(PROBLEM 1):
According to the biography of Zafar Bangash, in what year did he give up his responsibilities with the Islamic Society of York Region?
(PROBLEM 2):
Write out the part of the Zafar Bangash biography that begins at the words "He is best known" and stops after "September 11th attacks.".

(TEXT SHOWN):
--------------------------------------------------
Islamic journalist and imam

Zafar Bangash (Urdu: ظفر بنگش; born 1950) is an Islamic movement journalist and commentator in Toronto, Canada. Bangash is Director of the Institute of Contemporary Islamic Thought (ICIT), and is former president of the Islamic Society of York Region, a suburb of Toronto. He also served as Imam at the Islamic Society of York Region's Mosque and community centre in Richmond Hill, Ontario. He relinquished his responsibilities with the Islamic Society of York Region in 2019 to devote full time to research in Seerah (life-history) for the Prophet of Islam. He is a former editor of Crescent International newsmagazine, and a Trustee and formerly assistant director of the Muslim Institute, London, where he worked with Dr. Kalim Siddiqui (1931–1996), the founder of the Muslim Institute and Leader of the Muslim Parliament of Great Britain. Bangash is also a co-founder of the Muslim Unity Group.

He is best known for his commentaries on current affairs while editor of Crescent International. Though he stepped down as editor since joining the ICIT, he continues as a columnist and contributor to Crescent.

==Activities==
In 2007, as a spokesperson for the Muslim Unity Group in Toronto, Bangash appeared with other Muslim leaders at a Toronto press conference calling for the Ontario government and Toronto District School Board to address the problem of increased harassment of Muslims and racial minorities since the September 11th attacks.

He was the keynote speaker at a 2007 Marxist conference in Toronto, prompting Bangash critic Tarek Fatah of the liberal Muslim Canadian Congress to comment, "For atheists, considered worthy of the death penalty by Islamists, to team up with their ultimate opponents in attacking Canadian civic society, demonstrates the fundamental bankruptcy of these two political ideologies." Bangash justified his collaboration with secular leftists saying "The issues of justice, inequality and poverty are common themes we can work together on. They are concerns of conscience."
--------------------------------------------------
(DATASET RECORDS):

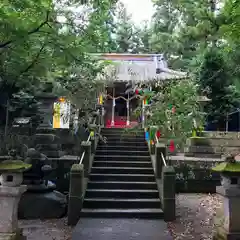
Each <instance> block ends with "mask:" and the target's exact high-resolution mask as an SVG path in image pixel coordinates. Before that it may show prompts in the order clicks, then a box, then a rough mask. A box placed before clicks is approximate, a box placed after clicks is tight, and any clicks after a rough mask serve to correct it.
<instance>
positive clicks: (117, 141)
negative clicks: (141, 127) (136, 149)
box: [106, 136, 146, 143]
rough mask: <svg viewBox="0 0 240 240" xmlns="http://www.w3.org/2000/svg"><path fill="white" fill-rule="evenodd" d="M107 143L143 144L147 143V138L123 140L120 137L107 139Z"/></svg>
mask: <svg viewBox="0 0 240 240" xmlns="http://www.w3.org/2000/svg"><path fill="white" fill-rule="evenodd" d="M106 141H107V143H118V142H120V143H121V142H131V143H132V142H133V143H139V142H142V143H145V142H146V141H145V138H137V137H131V138H130V137H128V138H121V137H120V136H119V137H114V138H113V137H112V138H107V137H106Z"/></svg>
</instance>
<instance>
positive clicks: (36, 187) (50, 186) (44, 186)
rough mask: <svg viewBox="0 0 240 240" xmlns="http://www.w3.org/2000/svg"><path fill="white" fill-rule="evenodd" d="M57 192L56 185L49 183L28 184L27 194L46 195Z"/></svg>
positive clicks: (51, 183) (52, 183)
mask: <svg viewBox="0 0 240 240" xmlns="http://www.w3.org/2000/svg"><path fill="white" fill-rule="evenodd" d="M54 190H56V184H54V183H53V182H51V181H48V184H47V185H45V184H43V183H42V184H27V192H31V193H33V192H34V193H46V192H52V191H54Z"/></svg>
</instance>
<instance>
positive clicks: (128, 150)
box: [96, 149, 149, 156]
mask: <svg viewBox="0 0 240 240" xmlns="http://www.w3.org/2000/svg"><path fill="white" fill-rule="evenodd" d="M96 154H97V155H104V154H109V155H127V156H128V155H131V156H149V151H143V150H139V151H136V150H132V151H129V150H107V151H106V150H101V149H97V150H96Z"/></svg>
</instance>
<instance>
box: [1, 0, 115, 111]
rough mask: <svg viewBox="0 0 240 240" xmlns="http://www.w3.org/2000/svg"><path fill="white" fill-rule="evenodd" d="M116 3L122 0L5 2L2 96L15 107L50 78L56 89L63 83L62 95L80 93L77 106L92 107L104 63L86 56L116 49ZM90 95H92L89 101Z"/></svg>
mask: <svg viewBox="0 0 240 240" xmlns="http://www.w3.org/2000/svg"><path fill="white" fill-rule="evenodd" d="M116 3H117V0H114V1H111V0H100V1H95V0H91V1H88V3H87V4H85V5H83V4H82V1H76V0H70V1H67V2H66V1H57V2H53V1H51V0H37V1H35V0H34V1H33V0H23V1H10V0H6V1H3V2H2V3H0V21H1V23H2V24H1V26H0V94H1V96H3V95H4V98H5V99H6V100H5V102H7V99H8V100H9V101H8V102H10V105H11V106H10V107H11V109H10V110H13V111H16V110H17V109H20V108H21V107H22V106H23V105H24V106H26V105H28V104H29V103H30V99H33V96H34V95H35V93H36V92H37V91H38V90H39V89H40V86H41V85H42V83H43V82H46V81H50V82H53V83H54V85H56V86H55V88H56V87H58V88H59V86H61V87H60V88H61V93H64V95H67V96H69V97H70V98H72V96H73V95H76V91H77V92H78V95H80V96H82V98H81V99H78V100H77V101H78V102H77V104H78V105H81V106H88V105H89V102H91V104H92V103H93V101H96V98H95V97H94V95H93V92H96V91H97V89H96V88H97V87H98V86H97V85H98V84H96V81H95V78H96V76H97V74H98V73H100V72H101V71H102V69H103V67H104V64H98V63H97V62H96V61H95V60H92V59H91V57H90V56H89V55H87V54H88V53H95V52H104V51H109V48H111V47H112V46H111V44H112V42H111V37H110V36H111V34H112V31H113V28H112V26H111V22H112V21H113V11H114V10H115V5H116ZM73 9H77V11H74V10H73ZM93 89H94V90H93ZM16 94H17V95H19V96H20V95H21V96H22V95H25V96H23V98H21V97H16V96H17V95H16ZM27 95H28V96H29V97H27ZM86 96H91V98H90V97H87V100H86V99H85V98H86ZM17 99H18V106H17V105H16V100H17ZM83 99H84V101H83V103H80V101H82V100H83ZM26 103H27V104H26ZM4 104H5V103H4ZM30 105H31V104H30ZM4 106H5V107H6V104H5V105H4ZM29 110H30V109H29ZM17 114H20V115H22V114H23V113H19V112H17Z"/></svg>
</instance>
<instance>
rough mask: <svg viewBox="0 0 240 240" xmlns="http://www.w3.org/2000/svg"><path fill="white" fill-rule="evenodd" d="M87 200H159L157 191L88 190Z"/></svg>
mask: <svg viewBox="0 0 240 240" xmlns="http://www.w3.org/2000/svg"><path fill="white" fill-rule="evenodd" d="M85 198H114V199H122V198H127V199H130V198H131V199H132V198H159V193H158V191H157V190H156V189H155V190H154V189H150V190H149V189H144V190H141V189H87V192H86V195H85Z"/></svg>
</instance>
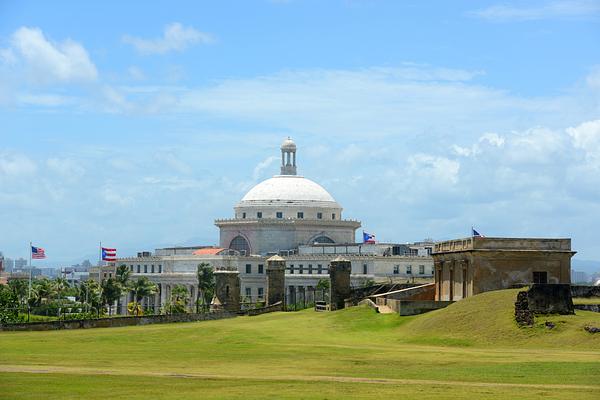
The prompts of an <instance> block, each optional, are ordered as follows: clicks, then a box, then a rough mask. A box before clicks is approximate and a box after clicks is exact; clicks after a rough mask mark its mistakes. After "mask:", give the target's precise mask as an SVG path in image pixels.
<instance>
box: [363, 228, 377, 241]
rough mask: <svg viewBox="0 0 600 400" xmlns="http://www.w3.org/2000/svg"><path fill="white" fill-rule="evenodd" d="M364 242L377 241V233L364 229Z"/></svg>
mask: <svg viewBox="0 0 600 400" xmlns="http://www.w3.org/2000/svg"><path fill="white" fill-rule="evenodd" d="M363 243H375V235H373V234H372V233H368V232H365V231H363Z"/></svg>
--------------------------------------------------
(WRITTEN RESPONSE 1):
2019

(WRITTEN RESPONSE 2):
He is best known for his commentaries on current affairs while editor of Crescent International. Though he stepped down as editor since joining the ICIT, he continues as a columnist and contributor to Crescent.

==Activities==
In 2007, as a spokesperson for the Muslim Unity Group in Toronto, Bangash appeared with other Muslim leaders at a Toronto press conference calling for the Ontario government and Toronto District School Board to address the problem of increased harassment of Muslims and racial minorities since the September 11th attacks.